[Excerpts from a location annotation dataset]
_ _ _ _ _ _ _

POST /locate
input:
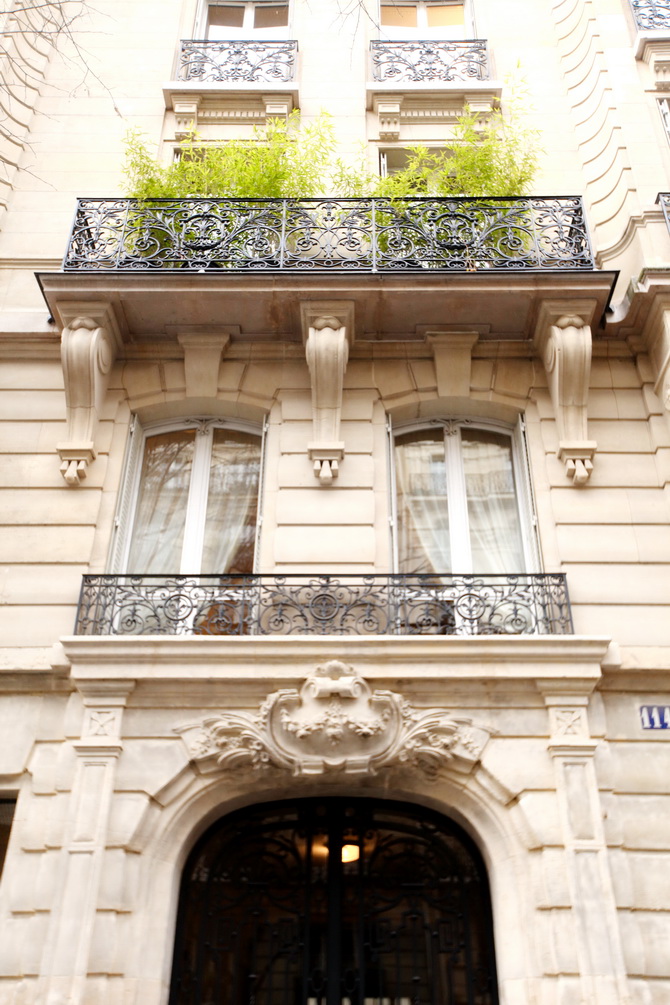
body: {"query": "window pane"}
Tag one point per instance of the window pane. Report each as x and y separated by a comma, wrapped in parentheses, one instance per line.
(158, 534)
(442, 15)
(400, 17)
(229, 17)
(230, 530)
(6, 813)
(495, 537)
(270, 15)
(423, 518)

_ _ _ _ _ _ _

▶ TASK TO COMPLETE: Write out every line of the data above without changing anything, but omit the pictures.

▶ ANSWER TO THE PROBLEM:
POST /locate
input:
body: {"query": "window pane"}
Tag one point per instance of the window pane. Report each as x and y separated by a comma, wrapped in parentheses, one instance per line.
(158, 534)
(442, 15)
(400, 17)
(229, 17)
(230, 530)
(6, 813)
(495, 537)
(270, 15)
(423, 518)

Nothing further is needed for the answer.